▶ Reading text:
· · · · · · ·

Re: sched/debug: CPU hotplug operation suffers in a large cpu systems

2022-12-12 Thread Phil Auld
Hi,

On Tue, Nov 08, 2022 at 01:24:39PM +0100 Greg Kroah-Hartman wrote:
> On Tue, Nov 08, 2022 at 03:30:46PM +0530, Vishal Chourasia wrote:
> > 
> > Thanks Greg & Peter for your direction. 
> > 
> > While we pursue the idea of having debugfs based on kernfs, we thought about
> > having a boot time parameter which would disable creating and updating of 
> > the
> > sched_domain debugfs files and this would also be useful even when the 
> > kernfs
> > solution kicks in, as users who may not care about these debugfs files would
> > benefit from a faster CPU hotplug operation.
> 
> Ick, no, you would be adding a new user/kernel api that you will be
> required to support for the next 20+ years.  Just to get over a
> short-term issue before you solve the problem properly.

I'm not convinced moving these files from debugfs to kernfs is the right
fix.  That will take it from ~50 back to ~20 _minutes_ on these systems.
I don't think either of those numbers is reasonable.

The issue as I see it is the full rebuild for every change with no way to
batch the changes. How about something like the below?

This puts the domains/* files under the sched_verbose flag. About the only
thing under that flag now are the detailed topology discovery printks anyway
so this fits together nicely.

This way the files would be off by default (assuming you don't boot with
sched_verbose) and can be created at runtime by enabling verbose. Multiple
changes could also be batched by disabling/makeing changes/re-enabling.

It does not create a new API, uses one that is already there.

> 
> If you really do not want these debugfs files, just disable debugfs from
> your system.  That should be a better short-term solution, right?

We do find these files useful at times for debugging issue and looking
at what's going on on the system.

> 
> Or better yet, disable SCHED_DEBUG, why can't you do that?

Same with this... useful information with (modulo issues like this)
small cost. There are also tuning knobs that are only available
with SCHED_DEBUG. 


Cheers,
Phil

---

sched/debug: Put sched/domains files under verbose flag

The debug files under sched/domains can take a long time to regenerate,
especially when updates are done one at a time. Move these files under
the verbose debug flag. Allow changes to verbose to trigger generation
of the files. This lets a user batch the updates but still have the
information available.  The detailed topology printk messages are also
under verbose.

Signed-off-by: Phil Auld 
---
 kernel/sched/debug.c | 68 ++--
 1 file changed, 66 insertions(+), 2 deletions(-)

diff --git a/kernel/sched/debug.c b/kernel/sched/debug.c
index 1637b65ba07a..2eb51ee3ccab 100644
--- a/kernel/sched/debug.c
+++ b/kernel/sched/debug.c
@@ -280,6 +280,31 @@ static const struct file_operations sched_dynamic_fops = {
 
 __read_mostly bool sched_debug_verbose;
 
+static ssize_t sched_verbose_write(struct file *filp, const char __user *ubuf,
+  size_t cnt, loff_t *ppos);
+
+static int sched_verbose_show(struct seq_file *m, void *v)

· · · · · · ·

▶ Set task A:
Repeat the part of the CPU hotplug thread that begins with the words "This puts the" and ends with "by disabling/makeing changes/re-enabling.".

▶ Data supplied:
· · · · · · ·

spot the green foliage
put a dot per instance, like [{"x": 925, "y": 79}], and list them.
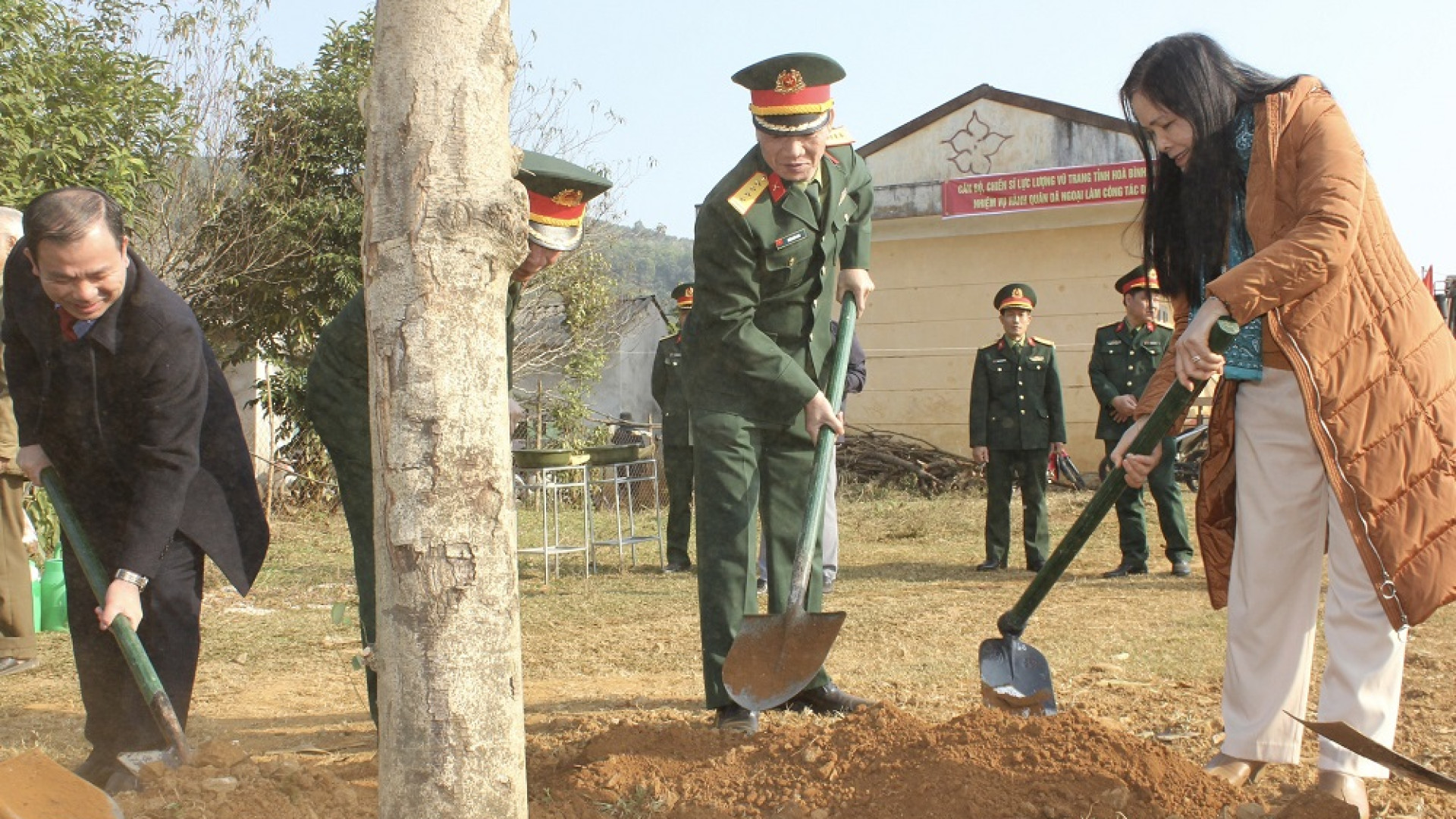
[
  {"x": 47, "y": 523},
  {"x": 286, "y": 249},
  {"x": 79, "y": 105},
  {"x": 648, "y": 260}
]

· · · · · · ·

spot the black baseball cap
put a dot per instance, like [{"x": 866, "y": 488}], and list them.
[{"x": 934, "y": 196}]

· · · · · · ·

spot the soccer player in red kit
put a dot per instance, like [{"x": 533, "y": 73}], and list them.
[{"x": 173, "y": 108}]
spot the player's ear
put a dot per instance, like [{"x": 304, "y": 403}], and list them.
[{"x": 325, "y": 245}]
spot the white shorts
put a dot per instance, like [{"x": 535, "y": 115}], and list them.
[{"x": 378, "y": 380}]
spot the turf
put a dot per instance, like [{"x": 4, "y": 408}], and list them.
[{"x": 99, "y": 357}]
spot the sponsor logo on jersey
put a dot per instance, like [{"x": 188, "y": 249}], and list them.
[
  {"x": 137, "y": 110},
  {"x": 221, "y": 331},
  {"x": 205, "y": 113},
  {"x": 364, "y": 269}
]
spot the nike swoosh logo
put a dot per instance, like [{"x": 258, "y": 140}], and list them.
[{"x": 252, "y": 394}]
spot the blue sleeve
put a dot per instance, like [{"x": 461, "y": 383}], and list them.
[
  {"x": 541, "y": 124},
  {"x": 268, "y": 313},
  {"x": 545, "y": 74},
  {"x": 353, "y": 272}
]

· · · · · · ·

▶ Set task B:
Pick out every line in the entries that contains the string "instance", matching case exactly.

▶ Reply A:
This puts the domains/* files under the sched_verbose flag. About the only
thing under that flag now are the detailed topology discovery printks anyway
so this fits together nicely.

This way the files would be off by default (assuming you don't boot with
sched_verbose) and can be created at runtime by enabling verbose. Multiple
changes could also be batched by disabling/makeing changes/re-enabling.

▶ Reply B:
put a dot per instance, like [{"x": 925, "y": 79}], and list them.
put a dot per instance, like [{"x": 866, "y": 488}], and list them.
put a dot per instance, like [{"x": 533, "y": 73}], and list them.
put a dot per instance, like [{"x": 304, "y": 403}], and list them.
put a dot per instance, like [{"x": 535, "y": 115}], and list them.
put a dot per instance, like [{"x": 4, "y": 408}], and list them.
put a dot per instance, like [{"x": 188, "y": 249}], and list them.
put a dot per instance, like [{"x": 258, "y": 140}], and list them.
put a dot per instance, like [{"x": 461, "y": 383}], and list them.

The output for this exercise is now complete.